#### [Given passage]
Maccabiah athletes return with medals and memories


Clayton High School alum Josh Goldstein, 22, is still enjoying the after glow from the three weeks he spent in Israel last month for the 18th Maccabiah Games. And it’s not because the Ivy League tennis player won the silver medal in mixed doubles, although he is pleased with that accomplishment.

“There is no country in the world like Israel,” he said earlier this week. “I really got such a strong sense of the global Jewish community from being there. Israel has this innate ability to unite Jews from all over the world.”


Fourteen-year-old Eliana Hudson, the youngest of five St. Louis athletes who competed at the Games, echoed similar sentiments, explaining that while she is disappointed she didn’t place for the Maccabi USA Juniors Karate Team, she still had “an amazing time meeting everybody and seeing Israel for the first time.” Her favorite sight of her time there: Masada at sunset.

The Games, which took place July 12-23, produced 84 gold, 92 silver and 79 bronze medals in combined team and individual competitions for Team USA. The Israeli Team took first place in the overall medal count with 239 gold, 216 silver and 173 bronze medals and Australia took third place in the medal count with 20 gold, 19 silver and 21 bronze, although Russia, which finished fourth in the medal count, had 21 gold medals. More than 7,000 athletes, representing six continents and more than 60 countries, competed, making these World Maccabiah Games, which take place every four years, the third largest sporting event in the world.

#### [Exercises to complete]
**1)** In the Maccabiah article, rewrite the passage starting at "The Games, which" and ending at "in the world.", putting "Canada" in place of "Australia".
**2)** Answer these questions from the Maccabiah article:
(a) What medal did Josh Goldstein win, and in what event?
(b) How old is Eliana Hudson?
(c) How many gold medals did Team USA win?

#### [Extracted data]
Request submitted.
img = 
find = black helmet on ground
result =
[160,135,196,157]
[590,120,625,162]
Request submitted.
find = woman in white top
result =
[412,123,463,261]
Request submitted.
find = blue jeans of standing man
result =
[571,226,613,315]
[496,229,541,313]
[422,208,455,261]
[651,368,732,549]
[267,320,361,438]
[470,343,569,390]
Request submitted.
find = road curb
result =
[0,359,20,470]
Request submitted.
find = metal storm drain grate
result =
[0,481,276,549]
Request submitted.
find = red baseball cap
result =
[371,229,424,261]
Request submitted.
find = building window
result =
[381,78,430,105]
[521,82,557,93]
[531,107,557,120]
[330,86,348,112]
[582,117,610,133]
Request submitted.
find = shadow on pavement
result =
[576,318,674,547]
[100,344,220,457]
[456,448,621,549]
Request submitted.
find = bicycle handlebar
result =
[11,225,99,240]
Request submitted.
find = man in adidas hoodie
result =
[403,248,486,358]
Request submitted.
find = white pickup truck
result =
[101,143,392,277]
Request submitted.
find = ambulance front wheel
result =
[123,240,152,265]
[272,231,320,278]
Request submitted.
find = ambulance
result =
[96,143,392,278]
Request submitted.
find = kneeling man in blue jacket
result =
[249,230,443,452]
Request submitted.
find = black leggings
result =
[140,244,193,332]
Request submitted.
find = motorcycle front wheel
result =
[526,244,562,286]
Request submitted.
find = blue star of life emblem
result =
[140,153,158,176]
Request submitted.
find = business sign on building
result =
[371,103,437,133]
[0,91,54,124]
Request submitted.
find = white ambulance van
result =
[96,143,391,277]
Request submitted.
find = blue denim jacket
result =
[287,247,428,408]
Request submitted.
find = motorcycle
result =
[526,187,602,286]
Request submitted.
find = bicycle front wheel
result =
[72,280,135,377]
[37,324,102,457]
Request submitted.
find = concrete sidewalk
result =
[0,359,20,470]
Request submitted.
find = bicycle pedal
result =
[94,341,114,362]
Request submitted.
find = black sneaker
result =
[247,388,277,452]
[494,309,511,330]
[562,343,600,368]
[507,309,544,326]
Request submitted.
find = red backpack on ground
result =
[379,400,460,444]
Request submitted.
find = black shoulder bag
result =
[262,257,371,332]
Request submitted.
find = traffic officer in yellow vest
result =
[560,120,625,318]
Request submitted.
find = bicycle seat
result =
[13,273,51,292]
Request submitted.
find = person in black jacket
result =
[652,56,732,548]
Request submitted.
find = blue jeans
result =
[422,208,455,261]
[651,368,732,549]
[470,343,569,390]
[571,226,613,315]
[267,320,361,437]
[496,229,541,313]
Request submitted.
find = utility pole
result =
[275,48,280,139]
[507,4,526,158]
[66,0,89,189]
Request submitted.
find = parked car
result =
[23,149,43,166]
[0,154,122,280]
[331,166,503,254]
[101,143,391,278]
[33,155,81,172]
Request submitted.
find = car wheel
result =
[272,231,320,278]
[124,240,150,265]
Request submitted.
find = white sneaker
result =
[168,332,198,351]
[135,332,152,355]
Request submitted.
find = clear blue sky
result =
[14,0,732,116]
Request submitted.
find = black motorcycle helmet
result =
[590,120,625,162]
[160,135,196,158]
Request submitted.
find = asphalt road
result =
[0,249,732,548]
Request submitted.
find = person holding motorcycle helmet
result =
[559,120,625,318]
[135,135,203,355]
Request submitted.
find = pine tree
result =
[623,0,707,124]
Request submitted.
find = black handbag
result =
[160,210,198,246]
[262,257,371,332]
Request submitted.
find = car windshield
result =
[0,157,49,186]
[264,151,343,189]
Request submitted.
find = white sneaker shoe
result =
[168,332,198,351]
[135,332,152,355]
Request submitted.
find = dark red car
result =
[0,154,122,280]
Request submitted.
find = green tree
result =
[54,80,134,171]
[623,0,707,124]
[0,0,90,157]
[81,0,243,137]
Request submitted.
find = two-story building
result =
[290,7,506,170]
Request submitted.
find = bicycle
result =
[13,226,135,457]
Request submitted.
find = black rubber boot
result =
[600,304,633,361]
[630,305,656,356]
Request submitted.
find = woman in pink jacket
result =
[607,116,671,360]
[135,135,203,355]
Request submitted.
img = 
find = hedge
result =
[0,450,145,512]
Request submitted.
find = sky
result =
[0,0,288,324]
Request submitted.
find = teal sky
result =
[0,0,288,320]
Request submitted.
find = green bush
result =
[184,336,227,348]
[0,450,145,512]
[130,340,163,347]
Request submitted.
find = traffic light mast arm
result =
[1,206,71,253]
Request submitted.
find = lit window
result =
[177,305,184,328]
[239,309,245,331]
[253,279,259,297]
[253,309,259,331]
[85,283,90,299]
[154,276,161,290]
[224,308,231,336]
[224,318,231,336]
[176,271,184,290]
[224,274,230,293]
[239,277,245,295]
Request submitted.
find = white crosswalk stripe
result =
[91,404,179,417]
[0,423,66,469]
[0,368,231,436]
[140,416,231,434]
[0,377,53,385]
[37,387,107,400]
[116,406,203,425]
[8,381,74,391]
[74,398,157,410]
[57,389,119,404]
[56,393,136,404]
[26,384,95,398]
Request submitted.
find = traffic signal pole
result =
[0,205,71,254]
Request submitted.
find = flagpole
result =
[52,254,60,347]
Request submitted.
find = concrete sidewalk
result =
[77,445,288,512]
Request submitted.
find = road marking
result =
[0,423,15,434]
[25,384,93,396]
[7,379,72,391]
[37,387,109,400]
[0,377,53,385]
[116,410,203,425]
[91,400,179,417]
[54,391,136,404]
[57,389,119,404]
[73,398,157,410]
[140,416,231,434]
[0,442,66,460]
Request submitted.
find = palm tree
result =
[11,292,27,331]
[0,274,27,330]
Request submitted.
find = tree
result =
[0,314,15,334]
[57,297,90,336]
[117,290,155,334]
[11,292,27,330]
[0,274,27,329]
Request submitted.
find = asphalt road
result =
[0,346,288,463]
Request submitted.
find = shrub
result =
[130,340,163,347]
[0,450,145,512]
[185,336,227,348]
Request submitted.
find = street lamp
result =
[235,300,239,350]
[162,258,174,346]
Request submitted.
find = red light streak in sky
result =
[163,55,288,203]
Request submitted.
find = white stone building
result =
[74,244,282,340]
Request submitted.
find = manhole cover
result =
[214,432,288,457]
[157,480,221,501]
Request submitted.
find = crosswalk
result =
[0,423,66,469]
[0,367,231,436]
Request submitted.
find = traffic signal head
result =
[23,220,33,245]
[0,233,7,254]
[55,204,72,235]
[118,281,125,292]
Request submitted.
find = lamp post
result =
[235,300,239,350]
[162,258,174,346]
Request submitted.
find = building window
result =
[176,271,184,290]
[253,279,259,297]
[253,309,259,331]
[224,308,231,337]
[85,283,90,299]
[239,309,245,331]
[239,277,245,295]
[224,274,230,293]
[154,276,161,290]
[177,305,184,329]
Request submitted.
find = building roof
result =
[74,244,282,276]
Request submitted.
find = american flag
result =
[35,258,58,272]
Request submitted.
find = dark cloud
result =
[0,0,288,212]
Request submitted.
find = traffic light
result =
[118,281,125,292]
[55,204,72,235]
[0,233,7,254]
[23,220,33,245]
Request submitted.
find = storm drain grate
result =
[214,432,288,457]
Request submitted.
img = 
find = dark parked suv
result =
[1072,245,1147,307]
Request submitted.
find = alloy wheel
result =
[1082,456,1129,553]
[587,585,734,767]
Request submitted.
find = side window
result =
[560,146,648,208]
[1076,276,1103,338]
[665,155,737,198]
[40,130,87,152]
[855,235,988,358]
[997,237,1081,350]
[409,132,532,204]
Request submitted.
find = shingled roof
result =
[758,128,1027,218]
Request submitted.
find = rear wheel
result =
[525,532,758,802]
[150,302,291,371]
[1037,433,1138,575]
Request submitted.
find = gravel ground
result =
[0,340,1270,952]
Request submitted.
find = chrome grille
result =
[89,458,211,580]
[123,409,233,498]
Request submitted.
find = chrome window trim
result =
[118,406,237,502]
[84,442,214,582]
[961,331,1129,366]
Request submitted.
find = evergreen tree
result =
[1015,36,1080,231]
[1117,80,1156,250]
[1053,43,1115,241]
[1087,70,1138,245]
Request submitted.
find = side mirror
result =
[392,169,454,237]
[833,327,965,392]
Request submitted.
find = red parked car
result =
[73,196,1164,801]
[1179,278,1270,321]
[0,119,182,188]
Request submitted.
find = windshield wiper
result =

#### [Written answers]
**1)**
The Games, which took place July 12-23, produced 84 gold, 92 silver and 79 bronze medals in combined team and individual competitions for Team USA. The Israeli Team took first place in the overall medal count with 239 gold, 216 silver and 173 bronze medals and Canada took third place in the medal count with 20 gold, 19 silver and 21 bronze, although Russia, which finished fourth in the medal count, had 21 gold medals. More than 7,000 athletes, representing six continents and more than 60 countries, competed, making these World Maccabiah Games, which take place every four years, the third largest sporting event in the world.

**2)**
(a) The silver medal in mixed doubles
(b) Fourteen
(c) 84